---------- Document section
Thursday, June 18, 2009

Travers: Sputtering gasps of life won't revive Parliament.

Huh! Parliament is supposed to go into hibernation in the summer anyway! With the Harper Ignatieff deal no election call will disturb the summer rest period.
The Ignatieff ploy of requiring the Conservatives to give a periodic report is not necessarily a bad tactic but only if he is ready to commit to an election. Apparently he is not at present so he looks as if he is playing Dion II supporting the Conservatives. This time around he tries to disguise this by rhetoric about making parliament work and having a joint group to study the EI issue. In effect this means that those out of work will get nothing until the fall at the earliest. As Travers points out, then there will probably be an election. If there had been an election now the matter would have been sorted out before then probably.
The result will be different when the report comes up in September if Ignatieff and the other two opposition parties want an election. The problem is that if the Liberals are doing very well the other two parties may not play along and if they are not then Ignatieff will have to pull off Dion III.

Sputtering gasps of life won't revive Parliament
TheStar.com - Canada - Sputtering gasps of life won't revive Parliament
June 18, 2009 James Travers
OTTAWA—Don't be deceived; instant election relief is not a cure. This still infant 40th Parliament, the one awkwardly born just last October, is dead. It's just not ready to lie down.
--------------------
---------- Material supplied
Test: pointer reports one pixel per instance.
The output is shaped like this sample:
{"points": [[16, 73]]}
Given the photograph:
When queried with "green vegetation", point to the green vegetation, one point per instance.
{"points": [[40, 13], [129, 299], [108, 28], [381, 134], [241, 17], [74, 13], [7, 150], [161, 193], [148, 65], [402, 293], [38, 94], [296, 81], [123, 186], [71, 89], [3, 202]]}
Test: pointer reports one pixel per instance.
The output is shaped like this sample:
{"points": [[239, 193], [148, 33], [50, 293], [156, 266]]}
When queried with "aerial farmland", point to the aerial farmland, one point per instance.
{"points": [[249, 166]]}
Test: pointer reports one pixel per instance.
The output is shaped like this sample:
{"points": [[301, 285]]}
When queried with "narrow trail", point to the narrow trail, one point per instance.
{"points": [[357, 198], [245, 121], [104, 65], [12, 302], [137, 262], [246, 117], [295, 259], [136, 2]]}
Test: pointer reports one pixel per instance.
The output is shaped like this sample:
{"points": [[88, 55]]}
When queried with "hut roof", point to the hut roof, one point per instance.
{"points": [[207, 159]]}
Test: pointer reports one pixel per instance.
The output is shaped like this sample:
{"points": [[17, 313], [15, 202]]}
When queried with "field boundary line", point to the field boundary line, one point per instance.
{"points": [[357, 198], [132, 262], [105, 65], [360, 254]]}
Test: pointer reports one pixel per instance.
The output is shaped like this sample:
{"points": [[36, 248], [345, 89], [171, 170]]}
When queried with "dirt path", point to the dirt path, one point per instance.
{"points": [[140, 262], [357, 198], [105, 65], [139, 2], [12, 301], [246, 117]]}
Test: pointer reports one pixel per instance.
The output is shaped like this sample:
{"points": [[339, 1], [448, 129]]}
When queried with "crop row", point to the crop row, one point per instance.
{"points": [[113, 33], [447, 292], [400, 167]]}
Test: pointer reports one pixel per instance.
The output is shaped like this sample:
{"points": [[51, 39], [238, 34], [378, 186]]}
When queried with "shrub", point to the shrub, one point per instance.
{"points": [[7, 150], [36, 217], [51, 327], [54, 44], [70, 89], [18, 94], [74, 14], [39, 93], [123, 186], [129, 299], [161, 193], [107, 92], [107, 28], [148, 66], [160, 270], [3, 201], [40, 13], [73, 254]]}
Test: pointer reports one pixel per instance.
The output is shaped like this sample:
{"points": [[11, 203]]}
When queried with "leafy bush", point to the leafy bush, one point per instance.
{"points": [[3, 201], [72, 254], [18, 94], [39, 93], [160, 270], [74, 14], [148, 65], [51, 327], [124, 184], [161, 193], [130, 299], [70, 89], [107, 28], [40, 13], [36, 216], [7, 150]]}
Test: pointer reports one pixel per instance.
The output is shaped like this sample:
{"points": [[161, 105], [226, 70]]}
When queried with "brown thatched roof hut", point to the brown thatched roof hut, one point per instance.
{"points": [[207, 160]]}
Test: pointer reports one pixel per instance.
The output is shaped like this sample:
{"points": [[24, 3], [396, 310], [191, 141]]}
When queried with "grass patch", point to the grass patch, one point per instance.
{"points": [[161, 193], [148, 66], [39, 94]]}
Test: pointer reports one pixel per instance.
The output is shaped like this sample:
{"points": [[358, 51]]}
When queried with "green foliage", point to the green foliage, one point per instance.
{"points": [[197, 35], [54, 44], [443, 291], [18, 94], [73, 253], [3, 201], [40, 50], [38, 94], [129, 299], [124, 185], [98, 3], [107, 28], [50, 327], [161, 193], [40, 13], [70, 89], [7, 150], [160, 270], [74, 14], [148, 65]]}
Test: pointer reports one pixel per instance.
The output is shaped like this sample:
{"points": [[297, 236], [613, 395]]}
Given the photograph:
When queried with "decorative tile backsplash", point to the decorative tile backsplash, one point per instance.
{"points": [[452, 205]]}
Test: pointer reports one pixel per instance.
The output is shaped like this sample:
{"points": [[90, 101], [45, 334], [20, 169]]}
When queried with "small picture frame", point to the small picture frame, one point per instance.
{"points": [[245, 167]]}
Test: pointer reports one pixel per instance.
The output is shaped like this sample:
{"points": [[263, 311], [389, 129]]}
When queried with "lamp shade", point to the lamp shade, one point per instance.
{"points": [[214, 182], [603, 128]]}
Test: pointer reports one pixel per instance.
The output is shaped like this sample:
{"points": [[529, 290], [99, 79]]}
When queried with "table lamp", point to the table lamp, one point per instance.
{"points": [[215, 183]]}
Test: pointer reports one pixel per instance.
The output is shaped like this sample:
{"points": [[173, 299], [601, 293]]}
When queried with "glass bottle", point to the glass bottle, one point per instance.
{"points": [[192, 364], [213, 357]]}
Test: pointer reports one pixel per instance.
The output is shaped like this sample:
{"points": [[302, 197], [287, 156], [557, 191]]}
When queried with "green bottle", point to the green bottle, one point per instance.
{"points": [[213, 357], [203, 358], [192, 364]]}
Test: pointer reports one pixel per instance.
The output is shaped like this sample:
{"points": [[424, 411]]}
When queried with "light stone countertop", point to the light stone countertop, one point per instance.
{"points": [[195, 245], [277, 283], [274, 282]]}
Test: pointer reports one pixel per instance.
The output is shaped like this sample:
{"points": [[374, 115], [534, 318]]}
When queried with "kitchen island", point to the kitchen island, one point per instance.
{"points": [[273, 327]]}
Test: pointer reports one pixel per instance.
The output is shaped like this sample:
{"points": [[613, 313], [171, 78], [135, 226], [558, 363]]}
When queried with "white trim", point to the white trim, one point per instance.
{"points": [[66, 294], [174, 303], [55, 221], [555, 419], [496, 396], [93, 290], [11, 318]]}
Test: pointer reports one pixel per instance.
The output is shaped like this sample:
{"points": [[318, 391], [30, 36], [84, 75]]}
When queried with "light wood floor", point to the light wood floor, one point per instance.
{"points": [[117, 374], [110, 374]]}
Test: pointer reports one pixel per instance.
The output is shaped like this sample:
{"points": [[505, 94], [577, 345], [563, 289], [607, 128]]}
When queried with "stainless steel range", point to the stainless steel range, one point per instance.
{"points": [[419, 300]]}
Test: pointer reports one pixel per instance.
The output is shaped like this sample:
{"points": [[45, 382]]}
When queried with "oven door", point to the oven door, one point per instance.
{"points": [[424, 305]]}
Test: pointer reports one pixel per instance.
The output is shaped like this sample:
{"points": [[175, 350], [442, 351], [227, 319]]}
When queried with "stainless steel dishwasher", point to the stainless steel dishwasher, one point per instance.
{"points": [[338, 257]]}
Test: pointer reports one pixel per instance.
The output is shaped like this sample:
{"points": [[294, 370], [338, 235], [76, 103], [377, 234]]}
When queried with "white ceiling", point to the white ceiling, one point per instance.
--------------------
Tasks to perform »
1. Copy the part of the post on Parliament starting with "Travers: Sputtering gasps" and going on through "before then probably.".
2. Say whether each statement agrees with the post on Parliament, answering yes or no and quoting the words of the post that decide it.
(a) The post says Parliament is supposed to go into hibernation in the summer.
(b) The post says Ignatieff is at present ready to commit to an election.
(c) The Travers column is dated June 18, 2009.
3. In one to three sentences, explain why the post on Parliament says Ignatieff looks as if he is playing Dion II.

Set of answers »
1.
Travers: Sputtering gasps of life won't revive Parliament.

Huh! Parliament is supposed to go into hibernation in the summer anyway! With the Harper Ignatieff deal no election call will disturb the summer rest period.
The Ignatieff ploy of requiring the Conservatives to give a periodic report is not necessarily a bad tactic but only if he is ready to commit to an election. Apparently he is not at present so he looks as if he is playing Dion II supporting the Conservatives. This time around he tries to disguise this by rhetoric about making parliament work and having a joint group to study the EI issue. In effect this means that those out of work will get nothing until the fall at the earliest. As Travers points out, then there will probably be an election. If there had been an election now the matter would have been sorted out before then probably.

2.
(a) Yes: "Parliament is supposed to go into hibernation in the summer anyway!"
(b) No: "Apparently he is not at present"
(c) Yes: "June 18, 2009 James Travers"

3. The post says the periodic report tactic is only sound if Ignatieff is ready to commit to an election, and apparently he is not at present. So he looks as if he is playing Dion II, supporting the Conservatives.